***** Records for this exercise

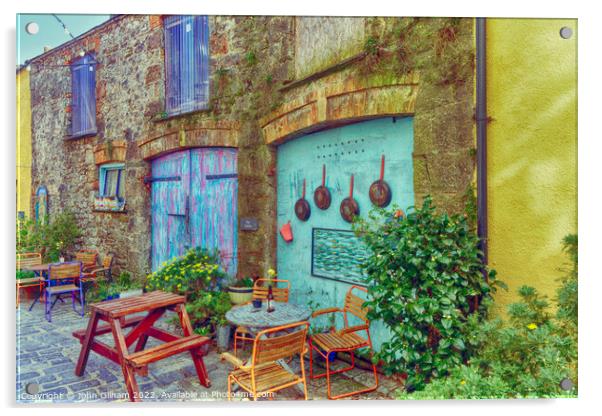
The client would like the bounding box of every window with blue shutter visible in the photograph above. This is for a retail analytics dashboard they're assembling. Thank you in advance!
[70,54,97,137]
[99,163,125,200]
[164,15,210,115]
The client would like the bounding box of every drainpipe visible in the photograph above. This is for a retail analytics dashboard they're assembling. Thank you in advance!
[475,18,488,266]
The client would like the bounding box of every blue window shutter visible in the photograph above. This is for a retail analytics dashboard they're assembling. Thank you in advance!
[164,15,209,115]
[70,54,96,136]
[71,61,83,134]
[180,15,195,112]
[164,16,182,114]
[194,16,210,104]
[83,56,97,133]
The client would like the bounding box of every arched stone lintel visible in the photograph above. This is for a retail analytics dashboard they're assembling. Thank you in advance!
[262,83,418,146]
[138,124,239,160]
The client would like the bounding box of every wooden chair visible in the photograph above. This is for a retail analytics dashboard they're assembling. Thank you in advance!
[82,253,114,286]
[222,321,309,400]
[16,252,43,309]
[308,285,378,400]
[75,249,99,273]
[233,278,290,356]
[45,261,85,322]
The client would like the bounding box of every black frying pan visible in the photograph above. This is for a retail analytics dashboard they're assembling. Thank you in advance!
[314,164,331,210]
[340,174,359,222]
[369,155,392,207]
[294,179,311,221]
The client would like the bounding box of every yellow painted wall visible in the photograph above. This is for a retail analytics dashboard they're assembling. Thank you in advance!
[486,18,577,314]
[17,68,32,218]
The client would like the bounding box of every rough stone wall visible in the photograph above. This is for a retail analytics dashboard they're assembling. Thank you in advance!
[30,16,160,278]
[263,17,477,215]
[29,15,474,282]
[294,17,365,79]
[29,15,296,281]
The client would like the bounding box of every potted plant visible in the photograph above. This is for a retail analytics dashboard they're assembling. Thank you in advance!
[227,276,254,305]
[107,284,121,300]
[211,291,233,351]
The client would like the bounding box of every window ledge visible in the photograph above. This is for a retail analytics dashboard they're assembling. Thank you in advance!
[93,209,128,214]
[65,131,98,141]
[152,106,212,123]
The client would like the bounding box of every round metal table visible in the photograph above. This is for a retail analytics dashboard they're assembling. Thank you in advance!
[226,301,311,334]
[226,301,311,394]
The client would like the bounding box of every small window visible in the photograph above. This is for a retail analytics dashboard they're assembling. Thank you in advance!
[163,15,210,115]
[99,164,125,200]
[70,54,97,137]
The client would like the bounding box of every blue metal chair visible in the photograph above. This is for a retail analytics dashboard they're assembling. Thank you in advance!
[45,261,85,322]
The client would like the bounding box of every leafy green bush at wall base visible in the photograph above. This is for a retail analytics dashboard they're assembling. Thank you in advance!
[17,212,81,262]
[399,235,578,399]
[354,196,502,391]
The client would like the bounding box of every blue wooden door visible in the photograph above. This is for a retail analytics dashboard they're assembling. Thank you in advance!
[151,149,238,275]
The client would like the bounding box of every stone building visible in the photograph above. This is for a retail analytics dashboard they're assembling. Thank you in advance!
[28,15,474,279]
[25,15,577,344]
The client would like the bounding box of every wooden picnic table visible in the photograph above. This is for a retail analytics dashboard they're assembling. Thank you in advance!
[73,290,211,402]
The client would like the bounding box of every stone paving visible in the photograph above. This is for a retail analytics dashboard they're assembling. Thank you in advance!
[16,296,403,403]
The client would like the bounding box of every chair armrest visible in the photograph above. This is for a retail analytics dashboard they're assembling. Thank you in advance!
[220,352,250,370]
[311,307,342,318]
[337,324,369,336]
[88,267,108,275]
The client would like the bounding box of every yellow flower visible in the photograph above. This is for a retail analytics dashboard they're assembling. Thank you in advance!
[267,268,276,277]
[460,380,465,385]
[527,323,537,330]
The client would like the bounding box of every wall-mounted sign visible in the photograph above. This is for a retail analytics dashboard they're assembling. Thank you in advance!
[311,228,368,286]
[240,217,259,231]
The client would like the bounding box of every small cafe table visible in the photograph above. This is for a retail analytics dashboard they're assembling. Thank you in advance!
[73,290,211,402]
[226,301,311,394]
[225,301,311,334]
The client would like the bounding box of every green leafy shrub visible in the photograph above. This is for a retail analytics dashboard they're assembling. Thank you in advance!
[185,290,232,329]
[145,247,226,301]
[17,212,81,262]
[353,196,501,391]
[400,234,578,399]
[229,276,254,288]
[16,270,35,280]
[116,271,138,290]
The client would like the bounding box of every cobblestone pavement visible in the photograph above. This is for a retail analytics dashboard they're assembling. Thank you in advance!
[16,297,403,403]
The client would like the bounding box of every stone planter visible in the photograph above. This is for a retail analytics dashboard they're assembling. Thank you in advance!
[120,288,143,299]
[216,325,231,351]
[227,286,253,305]
[94,140,127,165]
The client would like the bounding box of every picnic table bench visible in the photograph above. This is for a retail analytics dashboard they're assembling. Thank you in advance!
[73,290,210,402]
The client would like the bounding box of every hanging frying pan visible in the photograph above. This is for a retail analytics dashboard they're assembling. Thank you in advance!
[369,155,392,207]
[340,174,359,222]
[313,164,331,210]
[294,179,311,221]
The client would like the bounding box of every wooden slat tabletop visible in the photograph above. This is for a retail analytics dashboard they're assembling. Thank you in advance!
[91,291,185,318]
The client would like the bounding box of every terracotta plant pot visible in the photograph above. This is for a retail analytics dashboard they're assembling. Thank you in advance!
[227,286,253,305]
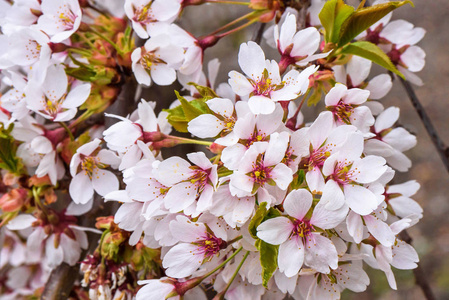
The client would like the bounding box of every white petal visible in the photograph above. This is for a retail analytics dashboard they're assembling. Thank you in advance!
[256,217,293,245]
[278,238,304,277]
[320,180,345,211]
[304,234,338,273]
[92,169,119,196]
[6,214,37,230]
[188,115,225,138]
[248,95,276,115]
[69,173,94,204]
[283,189,313,220]
[344,185,378,216]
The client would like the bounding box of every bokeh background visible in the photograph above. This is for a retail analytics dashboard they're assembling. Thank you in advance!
[143,0,449,298]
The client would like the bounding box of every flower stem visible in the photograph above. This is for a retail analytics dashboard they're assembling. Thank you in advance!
[206,11,256,36]
[90,29,123,55]
[169,136,214,146]
[69,110,94,129]
[203,246,243,279]
[215,251,250,299]
[59,122,74,141]
[216,19,258,39]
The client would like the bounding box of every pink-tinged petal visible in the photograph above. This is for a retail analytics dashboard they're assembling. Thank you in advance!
[133,63,152,86]
[255,104,284,134]
[391,240,419,270]
[283,189,313,220]
[76,138,101,156]
[256,217,293,245]
[163,243,203,278]
[346,210,364,243]
[238,41,265,79]
[274,271,299,295]
[233,113,255,139]
[206,98,234,118]
[155,156,192,186]
[271,163,293,190]
[343,88,370,105]
[46,235,64,269]
[187,152,213,170]
[196,185,214,212]
[188,115,225,138]
[97,149,121,167]
[311,201,348,229]
[92,169,119,197]
[228,71,254,96]
[66,199,94,216]
[248,95,276,115]
[164,181,197,213]
[344,185,378,216]
[169,215,206,243]
[375,246,397,290]
[62,84,91,108]
[346,56,371,87]
[324,83,347,106]
[388,180,420,197]
[366,74,392,99]
[229,172,254,195]
[151,63,177,86]
[308,111,334,149]
[43,64,68,100]
[306,167,325,193]
[152,0,181,21]
[389,196,423,219]
[351,156,387,184]
[53,109,76,122]
[386,151,412,172]
[338,132,365,161]
[69,173,93,204]
[291,27,320,57]
[320,179,345,211]
[278,14,296,52]
[30,136,53,154]
[350,106,374,132]
[296,65,318,95]
[364,139,395,157]
[221,144,247,171]
[136,280,175,300]
[375,106,399,132]
[383,127,416,152]
[336,261,370,292]
[6,214,37,230]
[364,215,395,247]
[278,238,305,277]
[304,233,338,273]
[264,132,289,166]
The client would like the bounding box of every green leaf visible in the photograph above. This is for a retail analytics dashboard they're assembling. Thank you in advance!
[307,85,323,106]
[176,91,210,121]
[341,41,404,78]
[164,92,211,133]
[338,1,414,46]
[0,125,24,175]
[319,0,354,43]
[65,67,97,82]
[257,240,279,288]
[187,82,219,100]
[248,202,268,239]
[291,169,306,190]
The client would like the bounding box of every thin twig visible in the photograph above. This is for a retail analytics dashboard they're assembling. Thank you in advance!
[399,78,449,173]
[399,230,437,300]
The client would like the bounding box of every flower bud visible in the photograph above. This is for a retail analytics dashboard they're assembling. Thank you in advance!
[0,188,28,212]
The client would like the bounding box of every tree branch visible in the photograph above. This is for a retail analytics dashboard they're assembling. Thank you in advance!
[399,78,449,173]
[399,230,437,300]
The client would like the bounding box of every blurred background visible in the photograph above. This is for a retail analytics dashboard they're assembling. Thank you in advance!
[141,0,449,298]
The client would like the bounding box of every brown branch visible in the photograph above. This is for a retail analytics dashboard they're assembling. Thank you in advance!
[399,78,449,173]
[399,230,437,300]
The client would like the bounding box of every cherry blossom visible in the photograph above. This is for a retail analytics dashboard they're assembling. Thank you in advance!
[228,41,317,114]
[69,138,120,204]
[36,0,82,42]
[257,189,347,276]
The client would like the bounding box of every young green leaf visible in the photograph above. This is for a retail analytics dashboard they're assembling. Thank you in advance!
[175,91,210,121]
[187,82,219,100]
[257,240,279,288]
[319,0,354,43]
[341,41,404,78]
[248,202,268,239]
[338,1,414,46]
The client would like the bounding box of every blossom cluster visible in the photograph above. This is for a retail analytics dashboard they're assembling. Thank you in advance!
[0,0,426,299]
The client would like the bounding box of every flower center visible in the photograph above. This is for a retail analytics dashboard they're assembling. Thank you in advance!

**********

_Task_
Look for "The client would like the bounding box of every blurred" in the records. Write out its line and every later line through the end exactly, with nothing more.

_Output for this exercise_
The client would like the bounding box of every blurred background visible in the photograph above. This is for a retail analytics dashboard they're assembling. Thank you in advance!
[141,0,449,298]
The client would like the bounding box of every brown branch visible in the photograph above. This is for a retail analytics dashboard they're assembling. Thank you in advance!
[399,78,449,173]
[399,230,437,300]
The client would like the bounding box of every cherry blossom visible in the photograph above. This is for a retail analytics dashboard they're assembling. Thank you in advance!
[228,41,317,114]
[69,138,120,204]
[36,0,82,42]
[257,189,347,276]
The client would like the bounding box of every young green leaf visible in the photograph above. This is for a retail analytics dashboard they're assembling. Thank you in advance!
[175,91,210,121]
[187,82,219,100]
[257,240,279,288]
[319,0,354,43]
[341,41,404,78]
[248,202,268,239]
[338,1,414,46]
The client would like the bounding box of every blossom cluster visible in the photograph above. This is for a retail analytics dashboard they're assembling. Thank you in advance!
[0,0,426,299]
The client would like the bounding box of every flower center visible in the photograph above. This is for a retail analytics dashboard they're assembling. Thank you in advance!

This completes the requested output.